▸ EXTRACTED MATERIAL:
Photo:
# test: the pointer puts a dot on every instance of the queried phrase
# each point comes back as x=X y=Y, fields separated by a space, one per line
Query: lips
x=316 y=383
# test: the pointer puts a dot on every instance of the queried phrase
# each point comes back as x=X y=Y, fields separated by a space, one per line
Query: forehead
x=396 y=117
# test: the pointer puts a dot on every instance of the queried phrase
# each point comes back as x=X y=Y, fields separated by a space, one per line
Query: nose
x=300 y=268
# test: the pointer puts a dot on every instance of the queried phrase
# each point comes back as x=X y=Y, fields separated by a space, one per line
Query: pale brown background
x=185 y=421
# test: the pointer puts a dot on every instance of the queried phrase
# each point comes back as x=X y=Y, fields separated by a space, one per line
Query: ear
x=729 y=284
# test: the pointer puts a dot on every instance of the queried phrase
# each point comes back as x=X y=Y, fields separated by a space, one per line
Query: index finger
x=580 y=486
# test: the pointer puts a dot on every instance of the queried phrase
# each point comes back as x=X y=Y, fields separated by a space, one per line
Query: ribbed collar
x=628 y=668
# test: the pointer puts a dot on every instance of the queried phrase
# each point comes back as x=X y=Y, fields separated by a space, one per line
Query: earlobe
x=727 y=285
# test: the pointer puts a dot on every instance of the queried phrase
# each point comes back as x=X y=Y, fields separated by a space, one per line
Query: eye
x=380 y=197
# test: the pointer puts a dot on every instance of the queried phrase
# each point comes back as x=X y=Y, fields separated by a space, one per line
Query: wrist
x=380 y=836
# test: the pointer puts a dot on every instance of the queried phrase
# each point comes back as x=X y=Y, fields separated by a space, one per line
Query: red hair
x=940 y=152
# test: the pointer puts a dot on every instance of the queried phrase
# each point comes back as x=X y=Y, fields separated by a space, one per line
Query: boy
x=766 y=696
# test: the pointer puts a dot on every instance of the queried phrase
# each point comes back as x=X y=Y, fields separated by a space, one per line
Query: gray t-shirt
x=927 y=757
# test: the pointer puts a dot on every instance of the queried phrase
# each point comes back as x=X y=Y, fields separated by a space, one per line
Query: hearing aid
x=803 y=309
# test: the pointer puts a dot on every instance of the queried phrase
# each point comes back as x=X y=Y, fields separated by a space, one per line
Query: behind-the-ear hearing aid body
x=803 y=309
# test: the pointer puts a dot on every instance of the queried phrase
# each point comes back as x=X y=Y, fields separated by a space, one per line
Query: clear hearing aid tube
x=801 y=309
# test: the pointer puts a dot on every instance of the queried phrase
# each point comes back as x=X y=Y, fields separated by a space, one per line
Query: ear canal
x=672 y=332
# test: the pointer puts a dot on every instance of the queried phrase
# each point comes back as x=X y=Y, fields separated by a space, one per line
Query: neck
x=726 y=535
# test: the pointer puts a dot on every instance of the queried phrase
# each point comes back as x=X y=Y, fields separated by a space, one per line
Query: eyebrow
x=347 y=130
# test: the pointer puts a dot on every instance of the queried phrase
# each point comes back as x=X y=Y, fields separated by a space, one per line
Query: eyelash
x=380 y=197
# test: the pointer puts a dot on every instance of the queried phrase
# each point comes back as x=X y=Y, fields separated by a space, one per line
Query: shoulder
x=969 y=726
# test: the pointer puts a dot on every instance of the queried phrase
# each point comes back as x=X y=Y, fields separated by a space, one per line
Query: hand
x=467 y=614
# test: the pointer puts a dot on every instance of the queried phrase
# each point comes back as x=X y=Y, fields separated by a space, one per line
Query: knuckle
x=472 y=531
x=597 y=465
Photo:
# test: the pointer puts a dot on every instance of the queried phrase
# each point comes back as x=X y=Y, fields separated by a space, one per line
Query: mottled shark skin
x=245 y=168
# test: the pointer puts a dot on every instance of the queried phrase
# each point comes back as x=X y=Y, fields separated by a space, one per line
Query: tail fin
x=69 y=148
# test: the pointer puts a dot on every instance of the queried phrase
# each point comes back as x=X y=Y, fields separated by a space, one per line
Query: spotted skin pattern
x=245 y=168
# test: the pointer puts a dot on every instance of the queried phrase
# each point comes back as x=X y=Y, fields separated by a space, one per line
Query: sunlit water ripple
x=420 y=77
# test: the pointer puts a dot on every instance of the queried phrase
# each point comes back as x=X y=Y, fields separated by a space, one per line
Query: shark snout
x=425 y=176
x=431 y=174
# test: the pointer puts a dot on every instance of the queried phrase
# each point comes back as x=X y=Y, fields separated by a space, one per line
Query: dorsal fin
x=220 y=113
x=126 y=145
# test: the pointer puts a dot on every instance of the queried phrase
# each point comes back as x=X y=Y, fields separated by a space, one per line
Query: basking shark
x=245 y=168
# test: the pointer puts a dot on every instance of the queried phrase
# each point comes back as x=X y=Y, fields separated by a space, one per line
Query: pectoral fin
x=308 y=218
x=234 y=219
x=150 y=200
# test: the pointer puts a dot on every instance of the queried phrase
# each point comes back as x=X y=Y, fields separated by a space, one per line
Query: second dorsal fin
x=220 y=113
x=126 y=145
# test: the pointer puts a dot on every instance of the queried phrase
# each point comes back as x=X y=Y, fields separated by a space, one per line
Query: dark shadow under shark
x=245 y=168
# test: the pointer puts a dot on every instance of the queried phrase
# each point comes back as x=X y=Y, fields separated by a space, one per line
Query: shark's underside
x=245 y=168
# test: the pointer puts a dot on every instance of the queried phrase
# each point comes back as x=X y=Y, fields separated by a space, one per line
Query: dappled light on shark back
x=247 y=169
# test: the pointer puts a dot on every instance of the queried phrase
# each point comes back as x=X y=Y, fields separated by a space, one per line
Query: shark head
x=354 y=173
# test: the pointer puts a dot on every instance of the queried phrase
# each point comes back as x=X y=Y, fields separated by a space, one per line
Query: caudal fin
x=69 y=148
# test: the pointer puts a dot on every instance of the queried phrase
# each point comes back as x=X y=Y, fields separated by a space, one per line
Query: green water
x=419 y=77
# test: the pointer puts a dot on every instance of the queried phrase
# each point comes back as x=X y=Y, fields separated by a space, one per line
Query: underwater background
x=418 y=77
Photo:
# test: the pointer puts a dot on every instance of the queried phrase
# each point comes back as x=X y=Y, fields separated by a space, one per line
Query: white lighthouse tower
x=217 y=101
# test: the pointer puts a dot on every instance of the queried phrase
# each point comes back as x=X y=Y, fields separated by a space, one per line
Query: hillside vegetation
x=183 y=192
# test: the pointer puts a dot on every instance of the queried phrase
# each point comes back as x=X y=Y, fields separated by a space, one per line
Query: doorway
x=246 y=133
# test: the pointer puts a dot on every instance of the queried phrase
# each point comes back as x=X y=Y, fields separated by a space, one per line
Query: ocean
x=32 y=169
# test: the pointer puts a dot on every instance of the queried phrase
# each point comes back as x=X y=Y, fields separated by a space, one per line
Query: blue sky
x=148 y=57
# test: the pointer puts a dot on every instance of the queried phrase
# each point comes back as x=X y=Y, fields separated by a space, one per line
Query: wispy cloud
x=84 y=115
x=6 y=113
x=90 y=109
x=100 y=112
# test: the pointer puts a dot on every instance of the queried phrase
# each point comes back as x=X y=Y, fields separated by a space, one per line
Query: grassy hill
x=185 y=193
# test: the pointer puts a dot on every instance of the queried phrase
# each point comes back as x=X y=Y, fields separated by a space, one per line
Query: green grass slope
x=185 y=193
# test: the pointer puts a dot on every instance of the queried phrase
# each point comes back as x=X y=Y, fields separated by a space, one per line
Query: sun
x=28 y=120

▸ EXERCISE INSTRUCTIONS: Rewrite the lines from the start of the records through the line with "x=380 y=836", both included, requests and all, multiplying every coordinate in the answers by 0.4 and rounding to whole numbers, with halves rounded up. Leave the numbers in the requests and their format samples unchanged.

▸ OUTPUT:
Photo:
# test: the pointer puts a dot on every instance of the queried phrase
# each point comes back as x=X y=Y, fields separated by a space, one per line
Query: lips
x=126 y=153
# test: the pointer puts a dot on every instance of the queried phrase
# each point comes back as x=X y=Y, fields separated by a space, one per line
Query: forehead
x=158 y=47
# test: the pointer puts a dot on every instance of the queried phrase
# each point comes back as x=X y=Y, fields separated by a space, one per line
Query: nose
x=120 y=107
# test: the pointer puts a dot on every instance of the queried phrase
# each point comes back as x=X y=Y, fields separated by a space, one per line
Query: pale brown background
x=74 y=168
# test: the pointer puts a dot on every instance of the queried phrase
# each point comes back as x=X y=Y, fields separated by a space, one per line
Query: ear
x=292 y=114
# test: the pointer puts a dot on every instance of the queried phrase
# each point comes back as x=X y=Y, fields separated by a space, one per line
Query: index finger
x=232 y=194
# test: the pointer puts a dot on every instance of the queried phrase
# each point comes back as x=X y=Y, fields separated by a space, one per line
Query: ribbed collar
x=251 y=267
# test: the pointer puts a dot on every instance of the queried phrase
# each point comes back as x=X y=Y, fields separated by a space, one per line
Query: earlobe
x=291 y=114
# test: the pointer puts a dot on every instance of the queried phrase
# each point comes back as x=X y=Y, fields separated by a space, one per line
Query: eye
x=152 y=79
# test: the pointer puts a dot on every instance of the queried phrase
# each point comes back as x=X y=Y, fields separated by a space, one per line
Query: wrist
x=152 y=334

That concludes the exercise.